#### Fragmento del texto:
Si en un castillo de naipes derrumbamos uno de los lados, casi simultáneamente se derrumba el otro. Europa, desde Yalta, se había convertido en un difícilmente equilibrado castillo de la barajas de naciones. Se contrarrestaban los respectivos frentes fríos o algo cálidos; se oponía la Otan al Pacto de Varsovia, el Comecon al Mercado Común. Manteniendo un pulso, se sostenían mutuamente. No sólo los países del Este.

Cuando hace quinientos años, el Viejo Mundo descubrió que había un continente interpuesto al otro lado del tenebroso Atlántico, muchos en Europa durante bastante tiempo siguieron por inercia su vida medieval. Sin embargo, el Medioevo había acabado. Una nueva era empezaba. Ese encuentro de dos mundos no sólo convulsionó las tierras de América, sino que trastornó a toda Europa. Surgió un nuevo concepto de los Estados, una nueva estructuración de la economía, un trastrocamiento de las costumbres; avanzaron las ciencias y los sueños. En efecto, se gestaba un mundo nuevo en ambos continentes ribereños.

Igualmente en estos momentos, de un modo analógico, los «occidentales» podemos seguir viviendo como hasta ahora, como si nada hubiera ocurrido; o lo sucedido no tuviese que afectarnos. ¡Qué ilusos! Nada en Occidente será tampoco igual que antes.

Cayeron los sistemas marxistas, cierto. Pero aunque no lo percibamos aún, están dando su canto de cisne las democracias al presente estilo.

#### Extractos de datos:
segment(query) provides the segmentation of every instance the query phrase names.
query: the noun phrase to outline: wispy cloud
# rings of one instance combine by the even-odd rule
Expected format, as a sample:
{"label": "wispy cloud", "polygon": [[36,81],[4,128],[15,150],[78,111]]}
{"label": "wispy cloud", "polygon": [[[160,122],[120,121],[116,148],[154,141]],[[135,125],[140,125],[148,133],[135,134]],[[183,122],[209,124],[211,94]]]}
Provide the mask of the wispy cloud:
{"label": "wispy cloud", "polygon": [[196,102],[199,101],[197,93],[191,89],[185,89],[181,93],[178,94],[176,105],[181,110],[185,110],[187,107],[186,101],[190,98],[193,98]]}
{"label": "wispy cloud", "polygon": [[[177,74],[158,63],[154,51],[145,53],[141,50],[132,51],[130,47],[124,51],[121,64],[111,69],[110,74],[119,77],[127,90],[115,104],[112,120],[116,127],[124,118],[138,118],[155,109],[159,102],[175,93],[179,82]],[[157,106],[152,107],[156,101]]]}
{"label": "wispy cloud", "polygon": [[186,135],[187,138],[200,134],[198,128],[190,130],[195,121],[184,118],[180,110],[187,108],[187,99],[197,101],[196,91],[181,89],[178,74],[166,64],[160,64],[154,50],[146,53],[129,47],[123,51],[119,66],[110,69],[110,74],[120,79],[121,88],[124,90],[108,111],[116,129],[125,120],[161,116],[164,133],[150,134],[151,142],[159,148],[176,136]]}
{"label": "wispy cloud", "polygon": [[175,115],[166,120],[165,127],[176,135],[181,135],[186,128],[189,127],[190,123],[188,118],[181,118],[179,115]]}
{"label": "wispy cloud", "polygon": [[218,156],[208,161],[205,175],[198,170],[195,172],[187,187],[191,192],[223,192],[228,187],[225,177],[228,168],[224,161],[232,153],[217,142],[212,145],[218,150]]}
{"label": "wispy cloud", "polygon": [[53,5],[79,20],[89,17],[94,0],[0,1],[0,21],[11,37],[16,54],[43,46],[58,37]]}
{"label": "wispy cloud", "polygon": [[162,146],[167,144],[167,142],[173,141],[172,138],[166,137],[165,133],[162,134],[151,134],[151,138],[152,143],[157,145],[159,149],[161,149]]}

#### Tareas propuestas:
a. Copia del texto sobre Europa después de Yalta el pasaje que va desde "Cuando hace quinientos" hasta "ambos continentes ribereños.", ambos incluidos.
b. Escribe la continuación del texto sobre Europa después de Yalta a partir de su última oración.

#### Resultados:
a.
Cuando hace quinientos años, el Viejo Mundo descubrió que había un continente interpuesto al otro lado del tenebroso Atlántico, muchos en Europa durante bastante tiempo siguieron por inercia su vida medieval. Sin embargo, el Medioevo había acabado. Una nueva era empezaba. Ese encuentro de dos mundos no sólo convulsionó las tierras de América, sino que trastornó a toda Europa. Surgió un nuevo concepto de los Estados, una nueva estructuración de la economía, un trastrocamiento de las costumbres; avanzaron las ciencias y los sueños. En efecto, se gestaba un mundo nuevo en ambos continentes ribereños.

b.
Unos y otros modos políticos tienen que dar un salto cualitativo hacia un tipo de democracia nueva. Los del Este, aún sin saberlo, no suspiran tanto por nuestros sistemas occidentales, tantas veces tan desfigurados (¡como que han abierto la tremenda brecha Norte-Sur!), sino que ansían una democracia más perfecta que, por supuesto, no son capaces de definir, pero que en sus corazones la vislumbran en su ensoñación.

¿Seremos capaces, juntos unos y otros, de crear una nueva era mejor en la historia?

Las democracias, hasta ahora, han sido unas «sutiles dictaduras de la mayoría» Había una hipocresía en Grecia al decir que gobernaban democráticamente las ciudades. Sólo lo hacía la elite de los hombres libres, sobre una base ingente de innumerables esclavos sin ni siquiera voz. La Democracia es hoy, como se ha dicho tantas veces, quizá la solución menos mala, pero sigue siendo una críptica imposición de unos a los otros. Por otra parte tampoco los gobernantes pueden tener éxito en su gestión, porque ya se encargarán las respectivas oposiciones de que fracasen, tarde o temprano, y cuanto más temprano, mejor. Propician una agotadora y continua lucha por la hegemonía en el terreno ideológico, político, económico, etc. Siguen alimentando la paranoia del poder.

¿Cuál podría ser el nuevo estilo de la democracia? Conseguir, con un gobierno conjunto, que cada ciudadano no sólo pueda pensar y expresar de acuerdo con sus ideas, amén de hacer prosélitos para ver si algún día, creciendo el número, consigue el gobierno e imponer sus criterios para regir la vida incluso de los otros, de todos.

Sino que, por el contrario, cada ciudadano además de pensar y expresarse, pueda vivir su única vida en este mundo, con toda libertad, coherentemente con su modo de pensar. Únicamente habría que exigirle que respete la libertad de los demás. No cabe duda de que ello plantea muchos problemas de cómo pueda conseguirse esta coexistencia, no sólo a nivel de Estados o de las familias como venía ocurriendo más o menos hasta ahora, sino que dentro de un mismo Estado o nación o comunidad, se admita la pluralidad de sistemas.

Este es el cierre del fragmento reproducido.